> STATED GOAL
Collect every line of the listing below that contains the string "chair", and note that case counts.
───── EXTRACTED ENTRIES
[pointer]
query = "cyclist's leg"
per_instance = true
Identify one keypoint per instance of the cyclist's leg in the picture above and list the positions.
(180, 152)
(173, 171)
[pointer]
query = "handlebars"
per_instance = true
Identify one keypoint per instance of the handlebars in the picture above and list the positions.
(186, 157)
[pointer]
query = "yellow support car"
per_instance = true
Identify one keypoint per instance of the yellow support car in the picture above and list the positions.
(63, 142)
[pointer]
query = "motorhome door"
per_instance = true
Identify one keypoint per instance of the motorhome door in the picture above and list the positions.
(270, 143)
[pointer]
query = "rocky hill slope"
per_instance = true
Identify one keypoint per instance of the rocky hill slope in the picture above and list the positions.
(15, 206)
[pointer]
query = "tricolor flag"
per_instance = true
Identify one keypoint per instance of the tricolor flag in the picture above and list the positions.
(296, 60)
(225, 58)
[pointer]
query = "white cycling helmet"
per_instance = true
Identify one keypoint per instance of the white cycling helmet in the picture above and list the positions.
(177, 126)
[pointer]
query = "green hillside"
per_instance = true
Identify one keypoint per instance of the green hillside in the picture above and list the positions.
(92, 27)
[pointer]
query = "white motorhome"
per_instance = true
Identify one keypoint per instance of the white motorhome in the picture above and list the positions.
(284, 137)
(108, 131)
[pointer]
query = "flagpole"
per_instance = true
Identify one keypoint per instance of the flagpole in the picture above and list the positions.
──────────
───── EXTRACTED ENTRIES
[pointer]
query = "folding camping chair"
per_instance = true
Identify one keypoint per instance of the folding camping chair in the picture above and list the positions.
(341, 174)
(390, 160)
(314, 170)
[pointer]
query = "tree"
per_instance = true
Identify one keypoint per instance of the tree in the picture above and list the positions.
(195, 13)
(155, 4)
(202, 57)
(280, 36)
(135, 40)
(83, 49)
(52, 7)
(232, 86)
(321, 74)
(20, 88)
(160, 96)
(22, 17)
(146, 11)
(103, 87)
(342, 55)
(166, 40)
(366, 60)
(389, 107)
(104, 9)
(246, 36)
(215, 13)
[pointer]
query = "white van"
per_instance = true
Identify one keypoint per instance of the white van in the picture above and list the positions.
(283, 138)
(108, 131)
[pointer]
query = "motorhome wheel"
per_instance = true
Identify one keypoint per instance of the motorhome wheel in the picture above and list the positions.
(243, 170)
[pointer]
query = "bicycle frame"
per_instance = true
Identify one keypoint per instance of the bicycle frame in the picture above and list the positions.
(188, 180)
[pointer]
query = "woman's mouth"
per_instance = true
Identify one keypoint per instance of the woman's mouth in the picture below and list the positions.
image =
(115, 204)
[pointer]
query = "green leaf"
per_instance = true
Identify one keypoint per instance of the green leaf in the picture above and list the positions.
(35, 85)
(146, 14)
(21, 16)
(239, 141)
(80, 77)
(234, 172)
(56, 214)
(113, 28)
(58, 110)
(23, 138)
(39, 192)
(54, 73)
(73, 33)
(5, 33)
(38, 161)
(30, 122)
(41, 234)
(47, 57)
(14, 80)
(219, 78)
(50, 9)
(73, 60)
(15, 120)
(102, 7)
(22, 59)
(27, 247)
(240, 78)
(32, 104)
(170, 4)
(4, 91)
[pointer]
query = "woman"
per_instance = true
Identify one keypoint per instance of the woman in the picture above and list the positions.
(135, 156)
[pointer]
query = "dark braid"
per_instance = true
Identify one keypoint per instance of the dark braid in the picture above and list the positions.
──────────
───── EXTRACTED ENTRIES
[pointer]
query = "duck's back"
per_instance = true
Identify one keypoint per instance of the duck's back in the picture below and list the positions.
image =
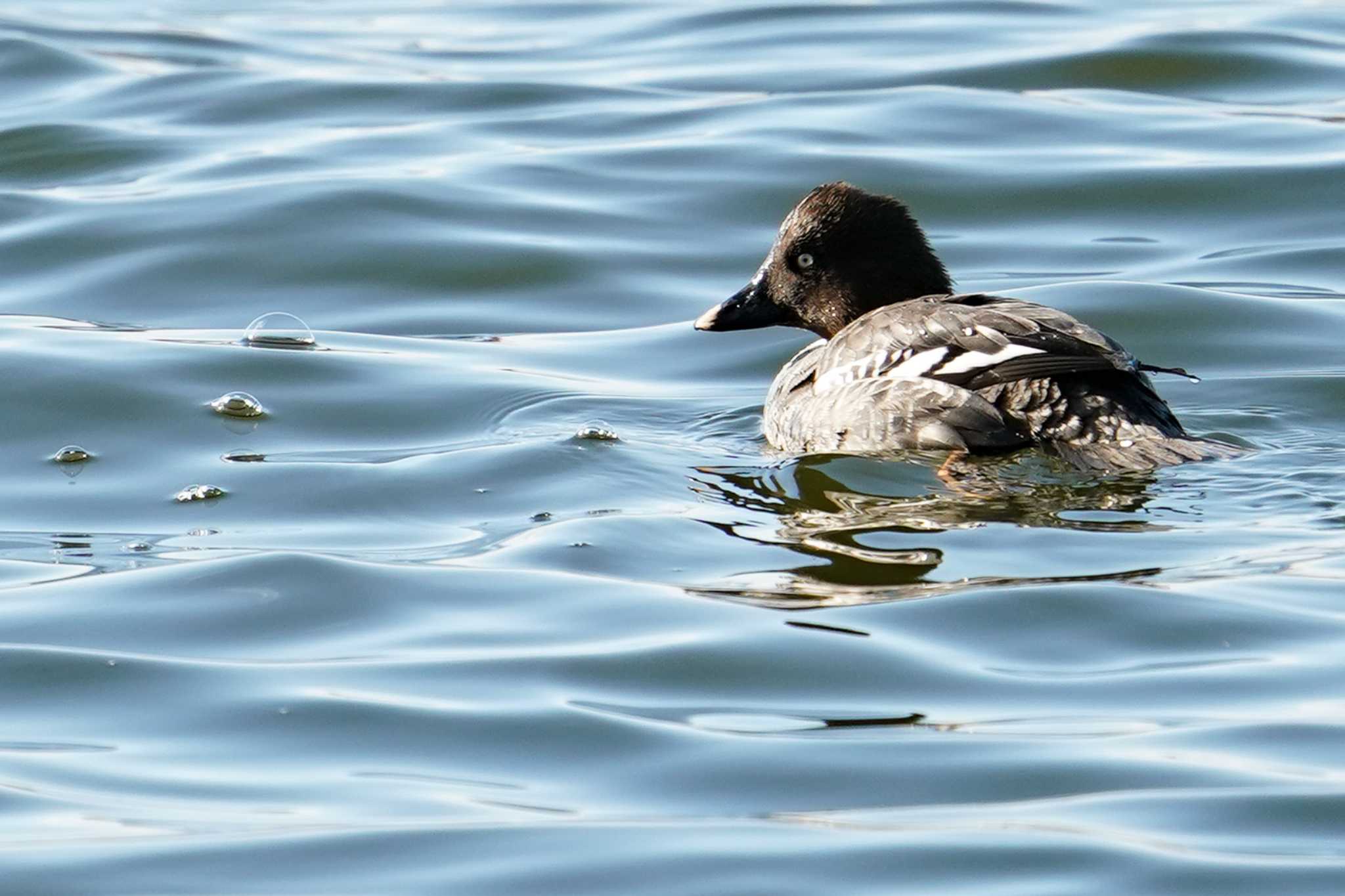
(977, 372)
──────────
> ANSWER TO THIS TASK
query = "folding camping chair"
Identify one keypoint per instance of the folding camping chair in the picture above and list the positions.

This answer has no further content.